**Directions**
1: Decide whether each statement agrees with the text on Christmas in Argentina below, answering yes or no and quoting the words of the text that settle it: (a) Argentina has 18 public holidays. (b) Most Argentines decorate their homes at Christmas. (c) People in Argentina tend to treat Christmas Eve and New Year's Eve differently.
2: Carry on the text on Christmas in Argentina below, picking up after its final sentence.

**Text block**

-------------------------

In the third part of our series on Christmas around the world, we hear from Martin & Julie Field in Argentina about a family tradition they have shared with friends in Córdoba. Terry & Liz McCoy also share the exciting gift they hope to give to children on Groote Eylandt in the Northern Territory. Click here for part one and here for part two.
Jesse Trees in Argentina—Martin & Julie Field
Christmas in Argentina is pretty low-key for the average Argentine. To be honest, there are so many feriados (public holidays—there are 18!) on the Argentine calendar that Christmas feels like just another day off. People tend not to differentiate between Christmas Eve and New Year's Eve as both include a late night BBQ, family and fireworks. We appreciate the lack of materialism and fuss that overwhelms us when we visit an Australian shopping centre!
However, in my ladies’ Bible study group, it often strikes me how ordinary Christmas is for many Christian families. Apart from another BBQ and a bit of gift giving, there are very few Christmas traditions. Few Argentines own a Christmas tree or decorate their homes.

-------------------------

**Material shown**
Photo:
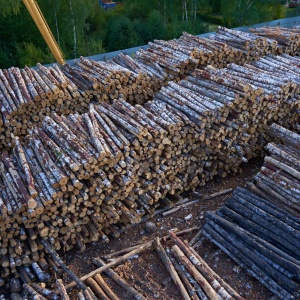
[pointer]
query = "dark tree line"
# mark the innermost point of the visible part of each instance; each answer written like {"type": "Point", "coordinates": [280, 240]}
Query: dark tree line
{"type": "Point", "coordinates": [82, 27]}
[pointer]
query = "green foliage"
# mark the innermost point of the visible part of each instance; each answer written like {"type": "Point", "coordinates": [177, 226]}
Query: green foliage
{"type": "Point", "coordinates": [155, 27]}
{"type": "Point", "coordinates": [245, 12]}
{"type": "Point", "coordinates": [121, 34]}
{"type": "Point", "coordinates": [28, 54]}
{"type": "Point", "coordinates": [8, 7]}
{"type": "Point", "coordinates": [83, 27]}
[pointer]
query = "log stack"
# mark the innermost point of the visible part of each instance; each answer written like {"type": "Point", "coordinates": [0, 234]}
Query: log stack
{"type": "Point", "coordinates": [83, 177]}
{"type": "Point", "coordinates": [262, 238]}
{"type": "Point", "coordinates": [28, 95]}
{"type": "Point", "coordinates": [210, 51]}
{"type": "Point", "coordinates": [247, 46]}
{"type": "Point", "coordinates": [288, 39]}
{"type": "Point", "coordinates": [279, 178]}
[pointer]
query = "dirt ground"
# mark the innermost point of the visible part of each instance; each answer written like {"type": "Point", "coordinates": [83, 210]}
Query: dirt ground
{"type": "Point", "coordinates": [146, 272]}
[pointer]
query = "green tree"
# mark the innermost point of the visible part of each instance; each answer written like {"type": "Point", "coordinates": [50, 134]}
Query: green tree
{"type": "Point", "coordinates": [245, 12]}
{"type": "Point", "coordinates": [121, 34]}
{"type": "Point", "coordinates": [155, 27]}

-------------------------

**Answers for this exercise**
1:
(a) Yes: "there are 18!"
(b) No: "Few Argentines own a Christmas tree or decorate their homes."
(c) No: "People tend not to differentiate between Christmas Eve and New Year's Eve"

2:
One family tradition we have enjoyed for the past 18 years to help us remember the true meaning of Christmas is our homemade Jesse Tree. We take this felt wall hanging with us on holidays (we escape to the Córdoba hills during part of December), and every night we add an image to the Advent tree and read a short portion of the Bible, beginning on the first night in Genesis 1. I have been able to share this idea with ladies from church, who now include this tradition in their family preparations for Christmas.
The Christmas story for children on Groote—Terry & Liz McCoy
In the past, Angurugu and Umbakumba churches have put on community dramas at Christmas. But for the last few years, church has either not happened, or has only been the usual two or three people gathering to pray and read the Bible together. Last year, there was no service at Angurugu, but at Umbakumba, Rev Colleen Mamarika and another church member walked the community, greeting each household with a Christmas greeting of peace. In other homes, celebrations were much more about lots of food bought from the local shop and maybe one major present for the children to share bought with money from mining royalties. Some houses put up Christmas lights and a few had Christmas trees cut from the bush or artificial ones.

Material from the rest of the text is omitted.